Input material »
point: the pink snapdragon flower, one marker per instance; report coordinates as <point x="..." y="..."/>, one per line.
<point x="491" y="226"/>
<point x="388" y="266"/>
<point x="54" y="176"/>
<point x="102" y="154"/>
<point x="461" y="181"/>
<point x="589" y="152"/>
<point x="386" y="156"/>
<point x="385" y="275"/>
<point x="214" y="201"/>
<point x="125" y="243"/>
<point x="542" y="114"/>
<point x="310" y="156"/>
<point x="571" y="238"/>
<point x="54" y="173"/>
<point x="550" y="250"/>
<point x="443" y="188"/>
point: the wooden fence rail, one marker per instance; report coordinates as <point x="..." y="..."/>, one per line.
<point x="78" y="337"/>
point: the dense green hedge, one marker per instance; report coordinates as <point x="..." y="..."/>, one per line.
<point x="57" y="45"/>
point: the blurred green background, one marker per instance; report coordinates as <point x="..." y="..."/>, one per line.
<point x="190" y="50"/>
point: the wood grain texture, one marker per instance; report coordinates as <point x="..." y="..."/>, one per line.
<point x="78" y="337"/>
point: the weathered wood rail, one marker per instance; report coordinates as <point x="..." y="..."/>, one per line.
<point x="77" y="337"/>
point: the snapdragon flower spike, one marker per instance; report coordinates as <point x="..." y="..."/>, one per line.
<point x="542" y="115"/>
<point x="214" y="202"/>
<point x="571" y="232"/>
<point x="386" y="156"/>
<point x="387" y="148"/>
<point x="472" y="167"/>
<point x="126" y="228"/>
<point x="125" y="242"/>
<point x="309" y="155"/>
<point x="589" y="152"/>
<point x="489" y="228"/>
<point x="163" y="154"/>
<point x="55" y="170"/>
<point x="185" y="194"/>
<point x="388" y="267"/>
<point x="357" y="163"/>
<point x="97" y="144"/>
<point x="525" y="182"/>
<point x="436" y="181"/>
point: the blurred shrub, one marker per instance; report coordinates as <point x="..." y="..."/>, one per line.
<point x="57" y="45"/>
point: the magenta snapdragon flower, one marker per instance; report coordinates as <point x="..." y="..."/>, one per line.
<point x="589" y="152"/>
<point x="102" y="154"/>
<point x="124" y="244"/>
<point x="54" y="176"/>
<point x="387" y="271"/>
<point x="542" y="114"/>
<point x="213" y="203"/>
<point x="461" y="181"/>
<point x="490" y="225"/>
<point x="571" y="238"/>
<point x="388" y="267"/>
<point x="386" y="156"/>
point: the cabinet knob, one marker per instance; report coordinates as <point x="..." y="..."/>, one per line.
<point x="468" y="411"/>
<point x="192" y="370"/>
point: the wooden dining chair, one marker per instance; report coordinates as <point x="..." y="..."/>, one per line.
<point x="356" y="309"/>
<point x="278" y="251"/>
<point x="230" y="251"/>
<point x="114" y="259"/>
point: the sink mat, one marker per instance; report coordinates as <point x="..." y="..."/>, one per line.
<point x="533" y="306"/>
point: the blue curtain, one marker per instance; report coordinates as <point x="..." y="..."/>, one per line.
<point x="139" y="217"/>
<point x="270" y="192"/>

Your objective » Every record above must be printed again exactly as it stands.

Output of the task »
point: the pink snapdragon flower, one marker per instance; report coordinates as <point x="..." y="..."/>, one per line.
<point x="491" y="226"/>
<point x="388" y="266"/>
<point x="54" y="176"/>
<point x="102" y="154"/>
<point x="461" y="181"/>
<point x="589" y="152"/>
<point x="386" y="156"/>
<point x="385" y="275"/>
<point x="214" y="201"/>
<point x="125" y="243"/>
<point x="542" y="114"/>
<point x="310" y="156"/>
<point x="571" y="238"/>
<point x="54" y="173"/>
<point x="550" y="250"/>
<point x="443" y="188"/>
point: the wooden fence rail, one marker per instance; report coordinates as <point x="..." y="..."/>, one per line.
<point x="78" y="337"/>
point: the dense green hedge, one marker per instance; report coordinates as <point x="..." y="..."/>, one per line.
<point x="57" y="45"/>
point: the blurred green background, one marker per instance; report coordinates as <point x="..." y="..."/>, one per line.
<point x="190" y="50"/>
point: the wood grain texture, one marker per instance; report coordinates as <point x="..." y="..."/>, one per line.
<point x="78" y="337"/>
point: the weathered wood rail, one marker per instance; report coordinates as <point x="..." y="..."/>, one per line.
<point x="77" y="337"/>
point: the snapdragon flower spike, one marker per instance; report coordinates as <point x="..." y="..."/>, one per line.
<point x="542" y="115"/>
<point x="214" y="202"/>
<point x="571" y="232"/>
<point x="386" y="156"/>
<point x="387" y="148"/>
<point x="472" y="167"/>
<point x="126" y="228"/>
<point x="125" y="242"/>
<point x="309" y="155"/>
<point x="589" y="152"/>
<point x="489" y="228"/>
<point x="163" y="154"/>
<point x="55" y="170"/>
<point x="185" y="194"/>
<point x="388" y="267"/>
<point x="357" y="163"/>
<point x="97" y="144"/>
<point x="525" y="182"/>
<point x="436" y="181"/>
point: the blurred shrub, one marker per instance; report coordinates as <point x="..." y="..."/>, one per line.
<point x="57" y="45"/>
point: the magenta snapdragon flower, one marker per instance; report coordinates as <point x="..." y="..."/>, one per line.
<point x="589" y="152"/>
<point x="102" y="154"/>
<point x="124" y="244"/>
<point x="54" y="176"/>
<point x="387" y="271"/>
<point x="542" y="114"/>
<point x="213" y="203"/>
<point x="461" y="181"/>
<point x="490" y="225"/>
<point x="571" y="238"/>
<point x="388" y="267"/>
<point x="386" y="156"/>
point: the cabinet knob, one marker per instance; report coordinates as <point x="..." y="..."/>, one per line.
<point x="468" y="411"/>
<point x="192" y="370"/>
point: the wooden dining chair, one marker per instance; report coordinates as <point x="..." y="..."/>, one per line.
<point x="356" y="309"/>
<point x="278" y="251"/>
<point x="230" y="251"/>
<point x="114" y="259"/>
point: the sink mat, one marker per instance; report coordinates as <point x="..." y="..."/>, one per line.
<point x="533" y="306"/>
point: the blue curtain, one marker per instance; report coordinates as <point x="..." y="..."/>, one per line.
<point x="139" y="217"/>
<point x="270" y="192"/>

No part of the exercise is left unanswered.